◆ Aim of the exercise:
Each record below must be returned exactly as shown.

◆ Material shown:

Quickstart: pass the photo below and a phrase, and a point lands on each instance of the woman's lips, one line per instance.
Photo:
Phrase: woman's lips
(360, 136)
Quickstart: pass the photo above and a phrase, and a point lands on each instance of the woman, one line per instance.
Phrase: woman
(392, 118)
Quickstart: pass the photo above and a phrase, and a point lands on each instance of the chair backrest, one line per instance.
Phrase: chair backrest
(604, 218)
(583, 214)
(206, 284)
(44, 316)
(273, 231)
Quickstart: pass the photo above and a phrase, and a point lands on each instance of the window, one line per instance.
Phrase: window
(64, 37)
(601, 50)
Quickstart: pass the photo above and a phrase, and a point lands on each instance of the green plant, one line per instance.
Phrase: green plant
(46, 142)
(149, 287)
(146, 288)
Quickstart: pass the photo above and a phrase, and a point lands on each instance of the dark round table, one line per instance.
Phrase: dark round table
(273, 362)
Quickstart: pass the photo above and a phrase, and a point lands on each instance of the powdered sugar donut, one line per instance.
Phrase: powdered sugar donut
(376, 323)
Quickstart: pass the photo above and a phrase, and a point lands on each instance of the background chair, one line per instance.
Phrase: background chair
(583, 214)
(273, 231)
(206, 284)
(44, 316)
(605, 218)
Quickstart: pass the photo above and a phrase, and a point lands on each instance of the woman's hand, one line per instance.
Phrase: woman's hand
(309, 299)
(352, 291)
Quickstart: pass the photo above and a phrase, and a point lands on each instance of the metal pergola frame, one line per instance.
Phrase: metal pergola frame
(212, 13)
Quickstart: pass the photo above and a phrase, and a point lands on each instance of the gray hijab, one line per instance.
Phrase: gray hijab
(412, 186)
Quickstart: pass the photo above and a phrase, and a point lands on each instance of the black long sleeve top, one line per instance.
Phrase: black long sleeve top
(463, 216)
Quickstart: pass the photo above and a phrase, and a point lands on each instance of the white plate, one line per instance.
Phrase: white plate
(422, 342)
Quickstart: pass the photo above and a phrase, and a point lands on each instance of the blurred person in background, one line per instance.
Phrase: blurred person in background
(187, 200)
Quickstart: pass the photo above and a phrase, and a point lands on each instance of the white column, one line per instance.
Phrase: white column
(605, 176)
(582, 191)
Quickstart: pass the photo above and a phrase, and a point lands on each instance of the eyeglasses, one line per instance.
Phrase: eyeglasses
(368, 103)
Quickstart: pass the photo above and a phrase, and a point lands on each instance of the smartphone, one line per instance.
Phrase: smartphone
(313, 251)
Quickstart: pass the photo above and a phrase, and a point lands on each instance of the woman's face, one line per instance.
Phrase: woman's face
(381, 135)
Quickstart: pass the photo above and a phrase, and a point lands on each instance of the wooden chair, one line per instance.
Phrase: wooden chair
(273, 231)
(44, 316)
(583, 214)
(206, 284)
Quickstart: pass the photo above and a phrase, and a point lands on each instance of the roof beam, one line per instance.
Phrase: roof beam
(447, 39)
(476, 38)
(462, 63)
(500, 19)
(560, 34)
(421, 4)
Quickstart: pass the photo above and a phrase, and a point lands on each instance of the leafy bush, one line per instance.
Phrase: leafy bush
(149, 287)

◆ Output:
Quickstart: pass the photo below and a phrase, and a point lands on each instance of the woman's lips, one line per instance.
Photo:
Phrase: woman's lips
(360, 136)
Quickstart: pass the photo above and a phrase, and a point lands on each instance of the woman, one line per instance.
Phrase: woman
(392, 118)
Quickstart: pass the photo above and a phrase, and a point lands on each instance of the chair backrest, one line per instance.
Phrase: chair backrest
(604, 218)
(583, 214)
(206, 284)
(44, 316)
(273, 231)
Quickstart: pass the photo above and a phrase, and a point lands on each instance of the window, one line per instance.
Phrase: window
(64, 37)
(601, 50)
Quickstart: pass the photo above and a phrase, and a point lands on each instance of the green plant, one line per instance.
Phrase: green plant
(46, 142)
(149, 287)
(146, 288)
Quickstart: pass the photo above and a phrase, and a point lands on each instance of the dark round table, one line per instance.
Phrase: dark round table
(273, 362)
Quickstart: pass the photo above and a phrase, and a point lands on each instance of the powdered sugar donut, one line per instance.
Phrase: powdered sugar donut
(376, 323)
Quickstart: pass the photo above and a phrase, and a point lands on each instance of the background chair, one line per instance.
Phrase: background chair
(583, 214)
(273, 231)
(206, 284)
(44, 316)
(605, 218)
Quickstart: pass the photo above and a phrase, and a point lands on each instance of the woman's hand, one line per instance.
Phrase: woman's hand
(309, 299)
(352, 291)
Quickstart: pass the photo above and a phrase, and a point lands on each instance of the metal pergola frame, one line per instance.
Phrase: metal pergola frame
(212, 13)
Quickstart: pass the photo above and a phrase, and a point lands on each instance of the gray hijab, one line per instance.
Phrase: gray hijab
(412, 186)
Quickstart: pass the photo above and a phrase, and a point lands on each instance of the black long sleeve top, one line per instance.
Phrase: black long sleeve top
(463, 216)
Quickstart: pass the photo above and a phrase, and a point lands on each instance of the white plate, one line per instance.
Phrase: white plate
(422, 342)
Quickstart: pass the photo above and a phrase, and a point lands on each instance of the blurred person in background, one line per instance.
Phrase: blurred person in background
(187, 200)
Quickstart: pass the photo above and a phrase, and a point lands on each instance of the white column, one line per instance.
Phrase: white column
(605, 176)
(582, 191)
Quickstart: pass the photo above and a phrase, and a point lands on each instance of the eyeglasses, one line per instance.
Phrase: eyeglasses
(368, 103)
Quickstart: pass the photo above and a phrase, and a point lands on each instance of the smartphone, one line per instance.
Phrase: smartphone
(313, 251)
Quickstart: pass the photo above and a phrase, and a point lands on each instance of the woman's face, one line per instance.
Phrase: woman's face
(381, 135)
Quickstart: pass the photo above and a phrase, and a point lands on each instance of the wooden chair, one line per instance.
Phrase: wooden chair
(273, 231)
(44, 316)
(583, 214)
(206, 284)
Quickstart: pass the photo above and a phrase, and a point lands on each instance of the roof beam, one line per instance.
Phrase: roof beam
(447, 39)
(476, 38)
(462, 63)
(500, 19)
(560, 34)
(421, 4)
Quickstart: pass the photo above and a phrase, and a point lands on each instance of the leafy bush, one line per instance.
Phrase: leafy bush
(149, 287)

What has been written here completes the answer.